## GOAL OF THE EXERCISE
Duplicate everything from "1. yummy yummy" down to "than you know!!" in the excerpt about canning peaches, word for word.

## EXCERPT PROVIDED
The other flaw is called siphoning.  Siphoning happens when the vacuum forms in the jar and liquid is expelled between the lid and the rim of the jar.  It's usually a result of overfilling the jars.  I'm sure I filled the jars correctly but they siphoned anyway.  Siphoning can compromise the seal of the jar.  Test the seals of the jars thoroughly after cooling.  If you look at the photo you'll see that the liquid is well below the top level of the peaches.  It should just cover the peaches.  As a result those exposed peaches will discolor.  This too is a cosmetic flaw as long as the jars are well sealed.  I checked every jar extra well for an intact seal when washing them before storage.


  1. yummy yummy yummy - thanks for these recipes and ideas - we are new to canning this year, but have been following your blog for more preservation ideas than you know!!
    please follow me back at

  2. Hi analisa, welcome! Glad to know my blog is a help. FYI, you can sub nectarines in any of these peach recipes. Enjoy!

  3. can you can pears or apples with the tea syrup?

  4. Yes. Any fruit that's being put up in syrup can be spiced with a tea syrup. Simply add a tea bag to the hot plain syrup and allow it to steep for 10 minutes or more depending on how strong you want the tea flavor to be. Lighter flavors like chamomile might require more than one tea bag and a longer steeping time.

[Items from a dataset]

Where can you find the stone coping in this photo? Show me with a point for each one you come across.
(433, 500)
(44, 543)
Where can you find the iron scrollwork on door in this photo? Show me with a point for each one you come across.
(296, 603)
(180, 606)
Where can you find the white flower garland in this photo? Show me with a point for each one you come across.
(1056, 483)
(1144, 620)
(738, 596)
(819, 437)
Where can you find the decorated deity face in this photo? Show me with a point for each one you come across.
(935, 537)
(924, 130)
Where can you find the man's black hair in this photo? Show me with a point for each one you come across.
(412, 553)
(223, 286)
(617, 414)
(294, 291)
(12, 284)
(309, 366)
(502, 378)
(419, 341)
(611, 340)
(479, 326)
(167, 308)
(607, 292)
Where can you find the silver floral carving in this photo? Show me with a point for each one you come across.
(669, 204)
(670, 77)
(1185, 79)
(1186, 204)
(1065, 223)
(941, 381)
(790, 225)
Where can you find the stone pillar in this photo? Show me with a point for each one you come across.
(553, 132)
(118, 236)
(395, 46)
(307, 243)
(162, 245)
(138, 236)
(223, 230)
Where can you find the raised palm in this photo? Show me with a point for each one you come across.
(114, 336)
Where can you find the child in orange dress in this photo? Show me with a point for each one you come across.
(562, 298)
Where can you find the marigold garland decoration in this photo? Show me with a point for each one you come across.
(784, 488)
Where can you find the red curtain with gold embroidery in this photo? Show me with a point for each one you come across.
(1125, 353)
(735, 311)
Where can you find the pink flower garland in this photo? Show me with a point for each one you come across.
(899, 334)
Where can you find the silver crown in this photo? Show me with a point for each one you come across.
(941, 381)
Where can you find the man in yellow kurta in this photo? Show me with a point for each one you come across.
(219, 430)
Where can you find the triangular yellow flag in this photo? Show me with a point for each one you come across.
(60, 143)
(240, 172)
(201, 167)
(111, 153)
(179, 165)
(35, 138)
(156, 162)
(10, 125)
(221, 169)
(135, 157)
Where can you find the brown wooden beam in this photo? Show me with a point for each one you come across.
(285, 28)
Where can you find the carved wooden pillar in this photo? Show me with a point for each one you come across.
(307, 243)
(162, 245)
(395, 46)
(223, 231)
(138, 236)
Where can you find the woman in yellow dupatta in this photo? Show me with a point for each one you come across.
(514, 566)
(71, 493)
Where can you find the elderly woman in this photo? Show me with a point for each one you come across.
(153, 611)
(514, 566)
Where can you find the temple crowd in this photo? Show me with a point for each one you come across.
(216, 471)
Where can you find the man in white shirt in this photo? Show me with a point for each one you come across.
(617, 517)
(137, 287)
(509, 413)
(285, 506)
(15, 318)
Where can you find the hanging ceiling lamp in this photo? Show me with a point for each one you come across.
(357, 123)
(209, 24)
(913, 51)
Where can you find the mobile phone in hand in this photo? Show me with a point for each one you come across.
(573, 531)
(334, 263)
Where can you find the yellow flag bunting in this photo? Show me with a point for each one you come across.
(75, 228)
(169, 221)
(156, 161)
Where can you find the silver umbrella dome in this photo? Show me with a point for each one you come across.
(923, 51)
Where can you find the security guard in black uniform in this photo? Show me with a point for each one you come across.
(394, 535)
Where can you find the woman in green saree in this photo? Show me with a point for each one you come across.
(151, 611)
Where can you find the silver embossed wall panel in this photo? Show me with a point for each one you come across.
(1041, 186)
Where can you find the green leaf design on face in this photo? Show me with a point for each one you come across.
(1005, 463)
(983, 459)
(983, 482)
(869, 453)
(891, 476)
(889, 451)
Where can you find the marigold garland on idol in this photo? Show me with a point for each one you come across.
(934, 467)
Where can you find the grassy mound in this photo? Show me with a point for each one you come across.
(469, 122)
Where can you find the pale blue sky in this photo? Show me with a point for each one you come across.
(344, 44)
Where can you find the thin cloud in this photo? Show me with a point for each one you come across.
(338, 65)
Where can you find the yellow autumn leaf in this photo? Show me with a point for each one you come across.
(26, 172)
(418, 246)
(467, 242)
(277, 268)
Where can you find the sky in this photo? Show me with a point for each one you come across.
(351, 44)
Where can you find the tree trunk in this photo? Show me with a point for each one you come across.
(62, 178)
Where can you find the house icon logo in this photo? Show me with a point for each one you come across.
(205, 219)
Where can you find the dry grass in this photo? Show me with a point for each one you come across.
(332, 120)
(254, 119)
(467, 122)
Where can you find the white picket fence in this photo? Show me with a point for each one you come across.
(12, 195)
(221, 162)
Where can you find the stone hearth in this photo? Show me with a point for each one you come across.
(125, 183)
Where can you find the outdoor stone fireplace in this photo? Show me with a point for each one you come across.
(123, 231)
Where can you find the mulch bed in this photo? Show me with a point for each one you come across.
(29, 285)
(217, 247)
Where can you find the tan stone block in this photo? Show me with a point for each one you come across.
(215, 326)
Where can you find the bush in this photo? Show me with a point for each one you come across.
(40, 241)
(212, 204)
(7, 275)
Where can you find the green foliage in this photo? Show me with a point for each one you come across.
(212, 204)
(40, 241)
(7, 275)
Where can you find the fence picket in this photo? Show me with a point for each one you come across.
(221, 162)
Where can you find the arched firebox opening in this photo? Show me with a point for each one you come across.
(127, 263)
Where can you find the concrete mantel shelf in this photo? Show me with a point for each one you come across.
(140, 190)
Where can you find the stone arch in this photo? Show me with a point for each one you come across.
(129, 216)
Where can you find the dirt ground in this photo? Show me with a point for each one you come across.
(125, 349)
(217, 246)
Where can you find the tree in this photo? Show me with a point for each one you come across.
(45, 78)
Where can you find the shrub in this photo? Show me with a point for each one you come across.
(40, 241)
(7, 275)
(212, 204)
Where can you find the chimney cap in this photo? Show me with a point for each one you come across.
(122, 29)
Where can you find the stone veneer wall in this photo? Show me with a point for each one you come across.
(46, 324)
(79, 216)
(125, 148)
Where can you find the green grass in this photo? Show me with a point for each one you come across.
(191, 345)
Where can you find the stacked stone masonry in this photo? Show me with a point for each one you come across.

## ANSWER BELOW
1. yummy yummy yummy - thanks for these recipes and ideas - we are new to canning this year, but have been following your blog for more preservation ideas than you know!!